Exercise instructions >> Write out every one of the records below without changing a single character.

Input data >>
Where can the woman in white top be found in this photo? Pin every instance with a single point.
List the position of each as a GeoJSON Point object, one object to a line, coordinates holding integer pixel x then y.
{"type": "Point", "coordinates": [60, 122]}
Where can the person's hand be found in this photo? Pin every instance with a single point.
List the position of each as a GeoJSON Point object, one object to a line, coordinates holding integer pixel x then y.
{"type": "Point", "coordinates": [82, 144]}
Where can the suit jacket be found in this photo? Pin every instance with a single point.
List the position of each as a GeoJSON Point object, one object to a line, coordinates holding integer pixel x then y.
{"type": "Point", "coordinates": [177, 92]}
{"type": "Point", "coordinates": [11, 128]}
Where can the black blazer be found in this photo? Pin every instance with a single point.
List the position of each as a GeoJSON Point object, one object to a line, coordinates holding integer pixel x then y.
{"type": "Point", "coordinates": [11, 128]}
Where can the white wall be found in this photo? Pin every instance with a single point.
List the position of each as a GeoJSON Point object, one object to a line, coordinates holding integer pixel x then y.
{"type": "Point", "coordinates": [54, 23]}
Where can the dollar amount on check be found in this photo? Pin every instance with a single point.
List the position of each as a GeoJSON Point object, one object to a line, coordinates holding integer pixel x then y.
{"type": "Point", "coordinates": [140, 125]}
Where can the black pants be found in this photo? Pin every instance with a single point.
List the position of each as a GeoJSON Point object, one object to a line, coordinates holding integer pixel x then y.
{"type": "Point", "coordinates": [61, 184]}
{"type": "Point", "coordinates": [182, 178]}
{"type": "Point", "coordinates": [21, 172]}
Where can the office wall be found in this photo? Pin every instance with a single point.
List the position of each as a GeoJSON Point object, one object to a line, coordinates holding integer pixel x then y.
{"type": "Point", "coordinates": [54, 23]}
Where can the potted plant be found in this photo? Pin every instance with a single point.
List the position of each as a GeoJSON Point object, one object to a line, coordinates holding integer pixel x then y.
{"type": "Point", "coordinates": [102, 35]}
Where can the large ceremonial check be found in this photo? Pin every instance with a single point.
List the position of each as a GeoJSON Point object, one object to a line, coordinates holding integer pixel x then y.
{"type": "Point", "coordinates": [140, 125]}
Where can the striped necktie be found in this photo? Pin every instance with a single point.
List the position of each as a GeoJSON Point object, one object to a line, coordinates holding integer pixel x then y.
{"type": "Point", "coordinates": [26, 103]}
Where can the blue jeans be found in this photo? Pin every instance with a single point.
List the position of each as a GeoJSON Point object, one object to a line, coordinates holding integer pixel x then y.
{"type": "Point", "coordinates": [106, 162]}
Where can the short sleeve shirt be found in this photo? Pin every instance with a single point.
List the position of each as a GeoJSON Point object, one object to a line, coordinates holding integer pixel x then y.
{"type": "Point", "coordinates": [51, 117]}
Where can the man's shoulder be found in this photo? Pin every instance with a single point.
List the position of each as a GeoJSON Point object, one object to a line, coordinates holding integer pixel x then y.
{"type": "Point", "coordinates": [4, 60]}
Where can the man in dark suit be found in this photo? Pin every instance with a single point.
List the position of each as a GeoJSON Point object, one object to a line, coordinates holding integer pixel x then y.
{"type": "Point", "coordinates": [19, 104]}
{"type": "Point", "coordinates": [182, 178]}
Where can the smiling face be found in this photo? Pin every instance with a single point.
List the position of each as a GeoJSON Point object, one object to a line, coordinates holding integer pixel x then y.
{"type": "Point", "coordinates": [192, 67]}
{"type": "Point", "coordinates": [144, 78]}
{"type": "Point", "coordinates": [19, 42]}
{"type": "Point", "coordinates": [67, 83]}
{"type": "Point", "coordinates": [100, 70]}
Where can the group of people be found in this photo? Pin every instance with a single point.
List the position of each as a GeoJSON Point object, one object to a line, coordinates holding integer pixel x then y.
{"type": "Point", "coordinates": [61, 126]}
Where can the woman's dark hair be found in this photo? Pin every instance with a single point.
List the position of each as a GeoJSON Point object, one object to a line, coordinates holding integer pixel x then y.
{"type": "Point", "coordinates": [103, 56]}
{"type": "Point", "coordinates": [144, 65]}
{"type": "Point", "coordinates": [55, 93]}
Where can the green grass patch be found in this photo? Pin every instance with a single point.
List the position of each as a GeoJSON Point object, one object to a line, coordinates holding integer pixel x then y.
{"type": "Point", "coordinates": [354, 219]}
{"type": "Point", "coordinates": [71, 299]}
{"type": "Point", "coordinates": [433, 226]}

Correct result >>
Where can the woman in white top be found in this photo? Pin every instance with a single point.
List the position of each as a GeoJSON Point object, one object to a line, coordinates holding integer pixel x then y.
{"type": "Point", "coordinates": [60, 122]}
Where can the person's hand be found in this photo? Pin every instance with a single point.
List the position of each as a GeoJSON Point object, one object to a line, coordinates holding integer pixel x then y.
{"type": "Point", "coordinates": [82, 144]}
Where can the suit jacket be found in this photo? Pin every instance with a single point.
List the position of each as a GeoJSON Point object, one object to a line, coordinates holding integer pixel x then y.
{"type": "Point", "coordinates": [177, 92]}
{"type": "Point", "coordinates": [11, 128]}
Where can the black blazer be found in this photo? Pin every instance with a single point.
List the position of each as a GeoJSON Point object, one object to a line, coordinates holding integer pixel x then y.
{"type": "Point", "coordinates": [11, 128]}
Where can the white wall be found in this photo? Pin every instance with a single point.
List the position of each as a GeoJSON Point object, one object to a line, coordinates holding integer pixel x then y.
{"type": "Point", "coordinates": [54, 23]}
Where can the dollar amount on check be found in this photo? Pin every instance with a single point.
List the position of each as a GeoJSON Point object, one object to a line, coordinates holding integer pixel x then y.
{"type": "Point", "coordinates": [140, 125]}
Where can the black pants be found in this photo? Pin every instance with a single point.
List the position of each as a GeoJSON Point object, one object to a line, coordinates holding integer pixel x then y.
{"type": "Point", "coordinates": [61, 184]}
{"type": "Point", "coordinates": [182, 178]}
{"type": "Point", "coordinates": [21, 172]}
Where can the office wall be found in this photo? Pin every instance with a single point.
List the position of each as a GeoJSON Point object, one object to a line, coordinates holding integer pixel x then y.
{"type": "Point", "coordinates": [54, 23]}
Where can the potted plant be found in this photo? Pin every instance with a single point.
List the position of each as a GeoJSON Point object, one object to a line, coordinates holding integer pixel x then y.
{"type": "Point", "coordinates": [102, 35]}
Where can the large ceremonial check be found in this photo? Pin every instance with a single point.
List the position of each as a GeoJSON Point object, one object to a line, coordinates holding integer pixel x then y.
{"type": "Point", "coordinates": [140, 125]}
Where can the striped necktie be found in this photo? Pin every instance with a single point.
List the position of each as a GeoJSON Point object, one object to a line, coordinates holding integer pixel x then y.
{"type": "Point", "coordinates": [26, 103]}
Where can the blue jeans be found in this photo? Pin every instance with a single point.
List the position of each as a GeoJSON Point object, one object to a line, coordinates holding integer pixel x then y.
{"type": "Point", "coordinates": [106, 162]}
Where can the short sleeve shirt be found in this photo? Pin every instance with a single point.
List the position of each as a GeoJSON Point object, one object to a line, coordinates holding integer pixel x then y.
{"type": "Point", "coordinates": [51, 117]}
Where can the man's shoulder be found in this photo? Pin every instance with a single point.
List the position of each as a GeoJSON Point object, one object to a line, coordinates holding integer pixel x then y.
{"type": "Point", "coordinates": [4, 60]}
Where can the man in dark suit be found in this photo? Pin every instance with a single point.
List the position of each as a GeoJSON Point object, one object to a line, coordinates holding integer pixel x then y.
{"type": "Point", "coordinates": [19, 104]}
{"type": "Point", "coordinates": [182, 178]}
Where can the smiling face be found in this photo? Pin every instance with a single point.
List the position of each as a GeoJSON Point object, one object to a line, coordinates holding integer pixel x then y.
{"type": "Point", "coordinates": [192, 67]}
{"type": "Point", "coordinates": [144, 78]}
{"type": "Point", "coordinates": [19, 42]}
{"type": "Point", "coordinates": [67, 83]}
{"type": "Point", "coordinates": [100, 70]}
Where can the group of people be found in this photo? Pin every instance with a single point.
List the position of each as a GeoJSON Point object, one object to a line, coordinates holding integer pixel x then y.
{"type": "Point", "coordinates": [61, 126]}
Where can the woman's dark hair be found in this photo? Pin every instance with a single point.
List the position of each as a GeoJSON Point object, one object to a line, coordinates holding integer pixel x then y.
{"type": "Point", "coordinates": [103, 56]}
{"type": "Point", "coordinates": [144, 65]}
{"type": "Point", "coordinates": [55, 93]}
Where can the green grass patch be found in this photo? Pin every instance with a single point.
List the position of each as a GeoJSON Point object, one object to a line, coordinates holding integer pixel x then y.
{"type": "Point", "coordinates": [354, 219]}
{"type": "Point", "coordinates": [71, 299]}
{"type": "Point", "coordinates": [433, 226]}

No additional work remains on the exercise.